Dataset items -
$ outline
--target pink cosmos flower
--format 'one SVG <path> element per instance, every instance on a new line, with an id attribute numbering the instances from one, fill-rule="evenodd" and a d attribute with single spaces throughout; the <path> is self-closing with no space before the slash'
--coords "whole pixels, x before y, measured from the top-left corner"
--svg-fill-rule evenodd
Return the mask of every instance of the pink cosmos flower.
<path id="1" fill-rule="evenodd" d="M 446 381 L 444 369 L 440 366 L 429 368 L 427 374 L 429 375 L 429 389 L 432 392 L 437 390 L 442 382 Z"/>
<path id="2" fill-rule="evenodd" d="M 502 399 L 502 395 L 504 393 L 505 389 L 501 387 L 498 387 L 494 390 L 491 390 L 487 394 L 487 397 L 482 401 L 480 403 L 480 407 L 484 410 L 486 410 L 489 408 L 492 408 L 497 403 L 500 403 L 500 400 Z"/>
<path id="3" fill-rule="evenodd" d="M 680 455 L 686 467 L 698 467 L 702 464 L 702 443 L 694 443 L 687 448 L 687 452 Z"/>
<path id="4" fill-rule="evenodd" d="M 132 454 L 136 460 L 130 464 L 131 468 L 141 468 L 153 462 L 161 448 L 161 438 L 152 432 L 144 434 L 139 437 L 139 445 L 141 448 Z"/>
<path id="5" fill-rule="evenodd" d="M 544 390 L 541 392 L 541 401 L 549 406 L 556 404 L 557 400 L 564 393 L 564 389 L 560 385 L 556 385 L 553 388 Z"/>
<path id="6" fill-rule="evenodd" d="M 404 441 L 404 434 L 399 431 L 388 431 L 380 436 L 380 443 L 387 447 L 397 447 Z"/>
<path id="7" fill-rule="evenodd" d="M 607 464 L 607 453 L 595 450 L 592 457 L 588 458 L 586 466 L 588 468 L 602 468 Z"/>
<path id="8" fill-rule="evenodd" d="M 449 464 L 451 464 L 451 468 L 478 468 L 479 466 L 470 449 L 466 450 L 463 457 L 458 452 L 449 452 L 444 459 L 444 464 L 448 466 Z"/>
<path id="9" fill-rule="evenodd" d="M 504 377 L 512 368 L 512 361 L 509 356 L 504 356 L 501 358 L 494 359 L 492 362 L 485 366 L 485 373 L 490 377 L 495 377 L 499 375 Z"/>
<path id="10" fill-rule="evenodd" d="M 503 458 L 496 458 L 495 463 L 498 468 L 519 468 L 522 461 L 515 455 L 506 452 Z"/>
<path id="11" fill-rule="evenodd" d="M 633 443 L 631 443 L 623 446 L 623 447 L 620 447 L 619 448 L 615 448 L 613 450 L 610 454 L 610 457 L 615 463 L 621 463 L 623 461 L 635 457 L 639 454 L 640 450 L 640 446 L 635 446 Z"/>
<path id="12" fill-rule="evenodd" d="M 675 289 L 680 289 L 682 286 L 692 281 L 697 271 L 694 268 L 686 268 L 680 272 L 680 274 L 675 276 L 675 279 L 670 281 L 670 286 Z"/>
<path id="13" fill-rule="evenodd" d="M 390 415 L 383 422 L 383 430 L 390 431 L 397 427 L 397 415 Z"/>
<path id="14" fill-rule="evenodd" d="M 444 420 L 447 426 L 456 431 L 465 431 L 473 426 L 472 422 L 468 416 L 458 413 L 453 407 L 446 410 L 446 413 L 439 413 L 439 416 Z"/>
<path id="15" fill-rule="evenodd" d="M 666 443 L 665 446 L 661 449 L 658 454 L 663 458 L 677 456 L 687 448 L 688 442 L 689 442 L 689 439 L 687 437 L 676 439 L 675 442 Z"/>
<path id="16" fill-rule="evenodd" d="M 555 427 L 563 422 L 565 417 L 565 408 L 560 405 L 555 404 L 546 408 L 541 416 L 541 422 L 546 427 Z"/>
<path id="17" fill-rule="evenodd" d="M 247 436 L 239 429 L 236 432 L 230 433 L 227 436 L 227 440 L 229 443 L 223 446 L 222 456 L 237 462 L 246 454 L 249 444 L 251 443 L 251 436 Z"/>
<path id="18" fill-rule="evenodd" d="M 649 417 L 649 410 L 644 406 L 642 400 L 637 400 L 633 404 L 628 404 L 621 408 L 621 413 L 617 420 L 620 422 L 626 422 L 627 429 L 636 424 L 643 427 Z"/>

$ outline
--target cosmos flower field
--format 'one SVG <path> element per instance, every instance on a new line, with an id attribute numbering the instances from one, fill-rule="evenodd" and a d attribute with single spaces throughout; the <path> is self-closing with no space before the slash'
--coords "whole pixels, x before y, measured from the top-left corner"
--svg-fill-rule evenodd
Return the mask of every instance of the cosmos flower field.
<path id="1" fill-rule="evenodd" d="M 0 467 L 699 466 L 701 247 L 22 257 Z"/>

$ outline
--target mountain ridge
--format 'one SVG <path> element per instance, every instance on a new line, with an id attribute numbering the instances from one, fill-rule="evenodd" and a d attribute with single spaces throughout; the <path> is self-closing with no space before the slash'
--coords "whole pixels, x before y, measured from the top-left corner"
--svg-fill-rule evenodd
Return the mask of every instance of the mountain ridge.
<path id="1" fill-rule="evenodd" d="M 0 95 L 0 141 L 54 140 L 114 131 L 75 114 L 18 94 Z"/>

--

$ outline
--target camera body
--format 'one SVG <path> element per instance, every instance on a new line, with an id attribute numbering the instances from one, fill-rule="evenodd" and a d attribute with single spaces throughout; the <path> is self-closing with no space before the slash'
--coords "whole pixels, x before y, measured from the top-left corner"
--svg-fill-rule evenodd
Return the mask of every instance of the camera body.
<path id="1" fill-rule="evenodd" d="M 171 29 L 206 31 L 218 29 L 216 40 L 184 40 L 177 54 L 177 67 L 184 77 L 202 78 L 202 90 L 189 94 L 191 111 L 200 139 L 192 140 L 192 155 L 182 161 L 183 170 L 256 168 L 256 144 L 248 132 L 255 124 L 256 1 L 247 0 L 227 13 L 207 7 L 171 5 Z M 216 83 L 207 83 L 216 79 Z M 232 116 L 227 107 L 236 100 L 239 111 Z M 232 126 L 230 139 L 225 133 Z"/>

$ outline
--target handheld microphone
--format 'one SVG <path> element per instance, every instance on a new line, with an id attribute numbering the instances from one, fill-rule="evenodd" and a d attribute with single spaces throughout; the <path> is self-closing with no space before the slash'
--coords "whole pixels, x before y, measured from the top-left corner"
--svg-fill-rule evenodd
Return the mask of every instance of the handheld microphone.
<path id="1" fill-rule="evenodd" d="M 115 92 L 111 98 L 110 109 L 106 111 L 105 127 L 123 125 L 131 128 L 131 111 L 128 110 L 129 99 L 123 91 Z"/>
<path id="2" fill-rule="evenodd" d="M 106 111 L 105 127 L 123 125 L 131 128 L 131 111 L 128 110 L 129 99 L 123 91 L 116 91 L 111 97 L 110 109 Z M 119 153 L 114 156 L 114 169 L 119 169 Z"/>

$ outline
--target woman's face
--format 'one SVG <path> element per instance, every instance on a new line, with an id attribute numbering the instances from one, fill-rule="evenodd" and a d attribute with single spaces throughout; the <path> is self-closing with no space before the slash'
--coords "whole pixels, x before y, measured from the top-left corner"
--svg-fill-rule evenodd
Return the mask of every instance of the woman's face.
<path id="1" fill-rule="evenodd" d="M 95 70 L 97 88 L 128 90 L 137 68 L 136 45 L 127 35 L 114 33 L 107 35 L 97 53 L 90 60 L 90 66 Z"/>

What is needed -
Pull out every line of the records that holds the word "face", and copy each such line.

Solution to the exercise -
--target woman's face
Return the mask of every instance of the woman's face.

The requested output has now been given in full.